STUDY QUESTIONS
1 > Extract the passage of the stray cat story starting at "In the end, the" and ending at "puppy....that's another story.".
2 > According to the stray cat story, why was the cat's microchip registered in Taiwan?

SOURCE DOCUMENT
And the Cat Came Back - Harry S. Miller
We live in a house of dogs. Not that we have a ton of dogs, in fact, the dog we have now sits on the borderline in the dog-cat spectrum, but we identify as a dog household rather than cat. In fact you could say that some in the household are 'anti-cat'. This tendency is reinforced by mild cat allergies in my girls and the fact that we already have a cat chasing dog in the house.
So, where is this all going? One late night as my daughter was walking home from work she called and said she had a problem. Ok, that could be anything so I braced myself. The problem is that a small cat had been following her home for a number of blocks, randomly darting out into the roadway in the process. I told her to keep walking and ignore it and see what happens when she got home. She tried to ignore it and walk it back but eventually, the two of the arrived at our door. My thoughts were that it could sleep outside with a dish of milk and a blanket but at midnight I wasn't wanting to negotiate or reason with my daughter with that idea. So, in my new version of parenting teens I left it to her - 'What should I do?' My response: 'You decide'. So, my daughter decided to keep the cat in her room for the night and then source out the owner in the morning.
I left her on her own the following morning to find the rightful home for the feline and checked in with her later in the day with the provision that it would NOT be spending another night in the house. By the end of the day she had looked for identifiable tattoos or chip implants and found none but decided to have it checked out by the nearby vet. They found a chip and also confirmed that not only was the cat fairly young but it had been recently spade and was still healing from the surgery. The vet researched the chip and identified that it was registered in - get this - Taiwan. Before you take your mind the same route mine did namely, how did this animal get across the ocean, the story makes sense in the end. Due to the time change, they wouldn't be able to get any info on the registered owner until the next day. She found a friend who would take the cat for the night thereby meeting my requirements that it not be in our house and also relieving her of the ever increasing allergic reaction she was having. The cat was gone for the night but, as the song goes, the cat came back the very next day.
In the end, the owner was identified as someone living along her route from work to home. Apparently Taiwan is a common place for cat rescue and that's where this one originated. Although sounding bizarre at the time, in the end, it all made sense. It was a good lesson for my daughter, learning to make a decision, live with it and carry it through to the end. It also prompted her to fully clean her room to get rid of any 'essence of cat' that might remain. That in itself was worth a few days with a feline.
Now, if it had been a puppy....that's another story.

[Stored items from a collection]
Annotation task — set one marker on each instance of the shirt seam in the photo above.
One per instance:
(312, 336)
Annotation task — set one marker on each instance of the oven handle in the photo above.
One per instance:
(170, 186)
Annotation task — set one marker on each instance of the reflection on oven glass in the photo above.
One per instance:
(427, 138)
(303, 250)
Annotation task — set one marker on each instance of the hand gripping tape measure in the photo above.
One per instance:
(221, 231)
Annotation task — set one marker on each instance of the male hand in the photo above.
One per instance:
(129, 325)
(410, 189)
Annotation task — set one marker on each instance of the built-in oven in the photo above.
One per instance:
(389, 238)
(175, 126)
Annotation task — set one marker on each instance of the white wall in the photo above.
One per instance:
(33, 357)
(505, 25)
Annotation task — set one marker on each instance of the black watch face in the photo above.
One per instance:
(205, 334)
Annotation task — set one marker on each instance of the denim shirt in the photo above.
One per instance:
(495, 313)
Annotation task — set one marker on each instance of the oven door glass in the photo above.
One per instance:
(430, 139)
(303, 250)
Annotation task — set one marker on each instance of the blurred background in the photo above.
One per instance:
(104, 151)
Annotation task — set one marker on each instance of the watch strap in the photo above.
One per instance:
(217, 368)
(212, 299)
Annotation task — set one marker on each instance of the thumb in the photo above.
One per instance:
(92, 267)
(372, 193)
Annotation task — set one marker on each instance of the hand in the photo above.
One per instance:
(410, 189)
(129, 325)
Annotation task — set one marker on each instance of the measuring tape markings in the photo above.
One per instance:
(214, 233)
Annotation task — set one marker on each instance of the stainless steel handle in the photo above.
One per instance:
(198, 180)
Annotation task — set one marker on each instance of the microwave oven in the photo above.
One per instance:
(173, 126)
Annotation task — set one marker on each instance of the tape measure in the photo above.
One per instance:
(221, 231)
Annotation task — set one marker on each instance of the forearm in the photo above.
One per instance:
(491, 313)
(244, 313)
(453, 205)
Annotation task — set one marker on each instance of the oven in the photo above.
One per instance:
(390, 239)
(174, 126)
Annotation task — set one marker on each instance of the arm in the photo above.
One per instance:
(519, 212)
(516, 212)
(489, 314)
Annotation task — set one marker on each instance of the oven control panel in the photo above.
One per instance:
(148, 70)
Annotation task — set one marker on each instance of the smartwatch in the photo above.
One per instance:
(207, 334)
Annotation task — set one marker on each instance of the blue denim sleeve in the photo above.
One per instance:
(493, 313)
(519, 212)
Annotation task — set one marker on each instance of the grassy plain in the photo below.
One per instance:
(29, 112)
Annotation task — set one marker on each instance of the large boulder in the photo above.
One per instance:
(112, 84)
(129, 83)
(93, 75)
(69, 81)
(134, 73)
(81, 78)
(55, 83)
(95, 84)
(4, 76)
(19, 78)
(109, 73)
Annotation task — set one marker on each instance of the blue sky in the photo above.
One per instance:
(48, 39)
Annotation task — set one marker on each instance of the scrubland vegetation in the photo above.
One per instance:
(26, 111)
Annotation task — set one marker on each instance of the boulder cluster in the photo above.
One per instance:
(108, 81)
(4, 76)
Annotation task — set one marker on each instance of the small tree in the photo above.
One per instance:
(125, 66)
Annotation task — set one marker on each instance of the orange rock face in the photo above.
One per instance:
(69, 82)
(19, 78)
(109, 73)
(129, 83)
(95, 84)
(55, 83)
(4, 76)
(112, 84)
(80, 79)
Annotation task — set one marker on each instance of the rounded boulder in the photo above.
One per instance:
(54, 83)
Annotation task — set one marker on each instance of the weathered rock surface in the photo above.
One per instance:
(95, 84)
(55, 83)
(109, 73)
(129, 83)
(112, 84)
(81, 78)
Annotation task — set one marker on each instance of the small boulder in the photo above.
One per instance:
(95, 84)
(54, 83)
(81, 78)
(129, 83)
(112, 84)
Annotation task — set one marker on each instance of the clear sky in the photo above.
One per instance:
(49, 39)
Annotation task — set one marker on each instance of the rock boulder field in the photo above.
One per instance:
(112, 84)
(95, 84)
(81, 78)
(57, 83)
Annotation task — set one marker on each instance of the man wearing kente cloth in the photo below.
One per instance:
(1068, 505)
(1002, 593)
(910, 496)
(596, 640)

RESULTS OF THE EXERCISE
1 >
In the end, the owner was identified as someone living along her route from work to home. Apparently Taiwan is a common place for cat rescue and that's where this one originated. Although sounding bizarre at the time, in the end, it all made sense. It was a good lesson for my daughter, learning to make a decision, live with it and carry it through to the end. It also prompted her to fully clean her room to get rid of any 'essence of cat' that might remain. That in itself was worth a few days with a feline.
Now, if it had been a puppy....that's another story.

2 > The chip was registered in Taiwan because the cat originated there. Taiwan is a common place for cat rescue.